══ Material ══

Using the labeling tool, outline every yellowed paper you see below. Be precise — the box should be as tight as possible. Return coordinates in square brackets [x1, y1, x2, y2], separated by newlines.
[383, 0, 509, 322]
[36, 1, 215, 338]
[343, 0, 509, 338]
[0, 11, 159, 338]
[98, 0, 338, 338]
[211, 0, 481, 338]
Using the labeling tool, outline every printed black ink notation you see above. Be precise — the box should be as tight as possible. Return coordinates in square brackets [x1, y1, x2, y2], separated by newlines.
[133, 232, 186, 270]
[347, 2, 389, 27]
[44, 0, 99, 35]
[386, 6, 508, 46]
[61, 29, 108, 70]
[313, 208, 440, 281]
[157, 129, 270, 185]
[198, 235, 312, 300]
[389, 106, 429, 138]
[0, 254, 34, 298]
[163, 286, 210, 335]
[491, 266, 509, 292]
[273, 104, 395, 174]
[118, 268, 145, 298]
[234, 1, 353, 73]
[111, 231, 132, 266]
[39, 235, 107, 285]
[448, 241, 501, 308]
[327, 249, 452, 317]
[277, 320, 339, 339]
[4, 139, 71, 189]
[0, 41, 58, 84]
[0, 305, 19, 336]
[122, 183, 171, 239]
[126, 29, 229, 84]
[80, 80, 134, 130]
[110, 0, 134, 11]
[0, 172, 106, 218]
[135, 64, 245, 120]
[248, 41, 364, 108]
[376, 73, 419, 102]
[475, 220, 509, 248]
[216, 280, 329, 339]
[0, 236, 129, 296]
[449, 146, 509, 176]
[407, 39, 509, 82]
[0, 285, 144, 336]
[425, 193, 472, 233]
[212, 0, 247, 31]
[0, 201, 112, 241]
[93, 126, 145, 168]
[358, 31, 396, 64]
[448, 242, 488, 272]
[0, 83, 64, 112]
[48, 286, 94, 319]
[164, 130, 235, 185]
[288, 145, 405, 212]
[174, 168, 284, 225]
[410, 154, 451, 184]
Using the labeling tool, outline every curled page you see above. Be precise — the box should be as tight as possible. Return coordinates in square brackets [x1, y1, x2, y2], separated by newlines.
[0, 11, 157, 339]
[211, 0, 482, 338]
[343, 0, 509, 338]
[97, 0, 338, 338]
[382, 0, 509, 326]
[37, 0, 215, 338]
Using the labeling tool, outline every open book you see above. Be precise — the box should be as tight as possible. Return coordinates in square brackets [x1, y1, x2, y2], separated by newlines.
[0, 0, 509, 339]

═══

Aufgabenstellung: Skaliere das Material: Beginne am Anfang und höre nach der Zeile auf, die „[211, 0, 481, 338]“ enthält. Gib alle diese Zeilen vollständig wieder und multipliziere dabei jede Koordinate in den Lösungen mit 2,35, gerundet auf ganze Zahlen, wobei Hälften aufgerundet werden.

Lösung:
Using the labeling tool, outline every yellowed paper you see below. Be precise — the box should be as tight as possible. Return coordinates in square brackets [x1, y1, x2, y2], separated by newlines.
[900, 0, 1196, 757]
[85, 2, 505, 794]
[806, 0, 1196, 794]
[0, 26, 374, 794]
[230, 0, 794, 794]
[496, 0, 1130, 794]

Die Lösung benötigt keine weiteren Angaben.